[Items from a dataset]
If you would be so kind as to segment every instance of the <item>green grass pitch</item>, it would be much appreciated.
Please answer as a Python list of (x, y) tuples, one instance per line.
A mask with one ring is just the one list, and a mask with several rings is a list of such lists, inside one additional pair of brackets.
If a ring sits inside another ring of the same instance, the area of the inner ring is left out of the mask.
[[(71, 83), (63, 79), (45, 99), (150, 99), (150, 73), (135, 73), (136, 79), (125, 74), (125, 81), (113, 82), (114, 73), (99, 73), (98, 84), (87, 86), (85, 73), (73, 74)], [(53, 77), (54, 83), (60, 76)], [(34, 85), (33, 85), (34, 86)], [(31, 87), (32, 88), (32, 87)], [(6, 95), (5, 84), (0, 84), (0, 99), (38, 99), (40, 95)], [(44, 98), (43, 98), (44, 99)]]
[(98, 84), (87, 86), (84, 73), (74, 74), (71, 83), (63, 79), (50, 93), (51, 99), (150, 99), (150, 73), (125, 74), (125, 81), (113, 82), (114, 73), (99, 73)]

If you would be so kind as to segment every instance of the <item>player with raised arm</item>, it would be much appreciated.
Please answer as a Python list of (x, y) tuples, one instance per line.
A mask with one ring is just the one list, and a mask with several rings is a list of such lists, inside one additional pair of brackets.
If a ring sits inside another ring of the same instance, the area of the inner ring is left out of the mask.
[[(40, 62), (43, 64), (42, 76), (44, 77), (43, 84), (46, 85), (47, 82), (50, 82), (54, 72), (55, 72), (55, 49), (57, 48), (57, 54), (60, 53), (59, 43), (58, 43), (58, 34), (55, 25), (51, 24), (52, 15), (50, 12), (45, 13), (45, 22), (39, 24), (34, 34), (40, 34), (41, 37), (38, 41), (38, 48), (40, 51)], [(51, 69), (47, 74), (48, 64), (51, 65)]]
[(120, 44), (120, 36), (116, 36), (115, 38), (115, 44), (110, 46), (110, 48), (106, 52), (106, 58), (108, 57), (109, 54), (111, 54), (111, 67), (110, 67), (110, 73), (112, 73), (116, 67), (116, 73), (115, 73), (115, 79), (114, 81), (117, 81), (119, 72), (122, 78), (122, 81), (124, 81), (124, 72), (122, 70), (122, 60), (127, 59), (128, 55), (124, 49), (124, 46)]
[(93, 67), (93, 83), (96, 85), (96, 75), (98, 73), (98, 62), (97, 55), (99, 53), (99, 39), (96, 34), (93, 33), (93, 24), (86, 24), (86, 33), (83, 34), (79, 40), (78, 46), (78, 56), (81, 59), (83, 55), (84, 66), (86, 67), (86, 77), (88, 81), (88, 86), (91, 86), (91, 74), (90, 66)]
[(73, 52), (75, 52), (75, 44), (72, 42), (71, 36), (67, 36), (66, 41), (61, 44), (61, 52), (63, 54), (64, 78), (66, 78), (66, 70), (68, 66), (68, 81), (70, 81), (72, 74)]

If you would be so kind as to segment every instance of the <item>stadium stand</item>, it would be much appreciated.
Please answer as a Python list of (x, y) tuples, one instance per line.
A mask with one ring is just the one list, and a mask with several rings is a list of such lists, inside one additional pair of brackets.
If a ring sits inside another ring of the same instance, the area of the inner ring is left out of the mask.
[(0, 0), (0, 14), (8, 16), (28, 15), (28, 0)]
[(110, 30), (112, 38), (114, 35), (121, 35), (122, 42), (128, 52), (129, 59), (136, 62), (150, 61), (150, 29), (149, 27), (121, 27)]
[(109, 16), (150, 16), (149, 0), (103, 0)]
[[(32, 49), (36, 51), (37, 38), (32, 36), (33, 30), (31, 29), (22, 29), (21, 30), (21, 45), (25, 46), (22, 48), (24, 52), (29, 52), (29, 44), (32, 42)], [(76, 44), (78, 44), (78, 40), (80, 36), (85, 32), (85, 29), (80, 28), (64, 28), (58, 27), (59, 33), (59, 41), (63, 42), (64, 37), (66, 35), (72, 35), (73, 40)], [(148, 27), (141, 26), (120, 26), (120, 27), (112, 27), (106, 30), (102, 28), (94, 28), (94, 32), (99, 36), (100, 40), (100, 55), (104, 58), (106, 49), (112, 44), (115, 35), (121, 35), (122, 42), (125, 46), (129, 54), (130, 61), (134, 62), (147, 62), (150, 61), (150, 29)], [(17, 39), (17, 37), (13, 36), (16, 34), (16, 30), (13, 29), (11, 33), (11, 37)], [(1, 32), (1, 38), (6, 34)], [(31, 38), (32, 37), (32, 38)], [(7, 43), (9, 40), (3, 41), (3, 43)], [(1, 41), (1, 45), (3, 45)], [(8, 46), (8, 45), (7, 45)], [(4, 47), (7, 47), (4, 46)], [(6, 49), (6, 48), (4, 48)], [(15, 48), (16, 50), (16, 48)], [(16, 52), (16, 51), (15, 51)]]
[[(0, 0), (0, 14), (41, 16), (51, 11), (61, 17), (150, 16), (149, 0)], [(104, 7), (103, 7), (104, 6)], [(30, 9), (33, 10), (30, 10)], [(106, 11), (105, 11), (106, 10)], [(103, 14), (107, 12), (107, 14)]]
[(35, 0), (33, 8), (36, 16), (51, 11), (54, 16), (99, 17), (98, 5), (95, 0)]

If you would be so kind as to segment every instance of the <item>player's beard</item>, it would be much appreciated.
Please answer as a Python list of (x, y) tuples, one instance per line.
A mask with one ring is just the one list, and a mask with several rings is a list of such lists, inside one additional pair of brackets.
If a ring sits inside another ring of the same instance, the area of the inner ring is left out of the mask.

§ THE TASK: All lines of the data are to be repeated exactly as they stand.

§ RESULT BELOW:
If you would be so kind as to segment every instance of the <item>green grass pitch</item>, it would be much appreciated.
Please answer as a Python list of (x, y) tuples, one instance per line.
A mask with one ring is just the one list, and a mask with several rings is a list of such lists, inside one additional pair of brackets.
If a ring sits inside another ring of the same instance, the area of the inner ring is left out of the mask.
[[(71, 83), (63, 79), (45, 99), (150, 99), (150, 73), (135, 73), (136, 79), (125, 74), (125, 81), (113, 82), (114, 73), (99, 73), (98, 84), (87, 86), (85, 73), (73, 74)], [(53, 77), (54, 83), (60, 76)], [(34, 85), (33, 85), (34, 86)], [(31, 87), (32, 88), (32, 87)], [(6, 95), (5, 84), (0, 84), (0, 99), (38, 99), (40, 95)], [(44, 98), (43, 98), (44, 99)]]
[(98, 84), (87, 86), (84, 73), (74, 74), (71, 83), (63, 79), (50, 93), (51, 99), (150, 99), (150, 73), (125, 74), (125, 81), (113, 82), (114, 73), (99, 73)]

If you would be so kind as to segment every instance of the <item>player with raised arm</item>, it would be much appreciated.
Please answer as a Python list of (x, y) tuples, one instance per line.
A mask with one ring is just the one list, and a mask with several rings is a list of such lists, inside one additional pair of brackets.
If a ring sits inside another ring of the same instance, the area of the inner ring is left out of the mask.
[[(40, 62), (43, 64), (42, 76), (44, 77), (43, 84), (46, 85), (47, 82), (50, 82), (54, 72), (55, 72), (55, 49), (57, 48), (57, 54), (60, 53), (59, 43), (58, 43), (58, 34), (55, 25), (51, 24), (52, 15), (50, 12), (45, 13), (45, 22), (39, 24), (34, 34), (40, 34), (41, 37), (38, 41), (38, 48), (40, 51)], [(51, 69), (47, 74), (48, 64), (51, 65)]]
[(120, 44), (120, 36), (116, 36), (115, 38), (115, 44), (110, 46), (110, 48), (106, 52), (106, 58), (108, 57), (109, 54), (111, 54), (111, 67), (110, 67), (110, 73), (112, 73), (116, 67), (116, 73), (115, 73), (115, 79), (114, 81), (117, 81), (119, 72), (122, 78), (122, 81), (124, 81), (124, 72), (122, 70), (122, 60), (127, 59), (128, 55), (124, 49), (124, 46)]
[(93, 67), (93, 83), (96, 85), (96, 75), (98, 73), (98, 62), (97, 55), (99, 53), (99, 39), (96, 34), (93, 33), (93, 24), (86, 24), (86, 33), (83, 34), (79, 40), (78, 46), (78, 56), (81, 59), (83, 55), (84, 66), (86, 67), (86, 77), (88, 81), (88, 86), (91, 86), (91, 74), (90, 66)]
[(73, 52), (75, 52), (75, 44), (72, 42), (71, 36), (67, 36), (66, 41), (61, 44), (61, 52), (63, 54), (64, 78), (66, 78), (66, 70), (68, 66), (68, 81), (70, 81), (72, 74)]

If you would be so kind as to segment every instance of the <item>stadium stand</item>, it would be much appreciated.
Please answer as a Python list of (x, y) tuples, one instance per line.
A mask with one ring is just the one list, and a mask with several rings is a list of such lists, inside one additional pair of brackets.
If a ring sits inside another ring of the same instance, the area of the inner ring is left out of the mask.
[(0, 0), (0, 14), (8, 16), (28, 15), (28, 0)]
[(110, 30), (112, 38), (114, 35), (121, 35), (122, 42), (128, 52), (129, 59), (136, 62), (150, 61), (150, 29), (149, 27), (121, 27)]
[(109, 16), (150, 16), (149, 0), (103, 0)]
[[(32, 49), (36, 51), (37, 38), (32, 36), (33, 30), (31, 29), (22, 29), (21, 30), (21, 45), (25, 46), (22, 48), (24, 52), (29, 52), (29, 44), (32, 42)], [(76, 44), (78, 44), (78, 40), (80, 36), (85, 32), (85, 29), (80, 28), (64, 28), (58, 27), (59, 33), (59, 41), (63, 42), (64, 37), (66, 35), (72, 35), (73, 40)], [(148, 27), (141, 26), (120, 26), (120, 27), (112, 27), (106, 30), (102, 28), (94, 28), (94, 32), (99, 36), (100, 40), (100, 55), (104, 58), (106, 49), (112, 44), (115, 35), (121, 35), (122, 42), (125, 46), (129, 54), (130, 61), (134, 62), (147, 62), (150, 61), (150, 29)], [(17, 39), (17, 37), (13, 36), (16, 34), (16, 30), (13, 29), (11, 33), (11, 37)], [(1, 32), (1, 38), (6, 34)], [(31, 38), (32, 37), (32, 38)], [(7, 43), (9, 40), (3, 41), (3, 43)], [(1, 41), (1, 45), (3, 45)], [(8, 46), (8, 45), (7, 45)], [(4, 47), (7, 47), (4, 46)], [(6, 49), (6, 48), (4, 48)], [(15, 48), (16, 50), (16, 48)], [(16, 52), (16, 51), (15, 51)]]
[[(0, 0), (0, 14), (41, 16), (51, 11), (61, 17), (150, 16), (149, 0)], [(104, 7), (103, 7), (104, 6)], [(30, 9), (33, 10), (30, 10)], [(106, 11), (105, 11), (106, 10)], [(103, 14), (107, 12), (107, 14)]]
[(35, 0), (33, 8), (36, 16), (51, 11), (54, 16), (99, 17), (98, 5), (95, 0)]

If you would be so kind as to segment every instance of the <item>player's beard</item>, it would be much appreciated.
Please answer as a Python list of (x, y) tuples, one instance per line.
A mask with one ring is just the one list, and a mask with several rings is a list of such lists, inside one additional pair of brackets.
If a ring sits inside another ring of the same instance, the area of the inner ring is left out of the mask.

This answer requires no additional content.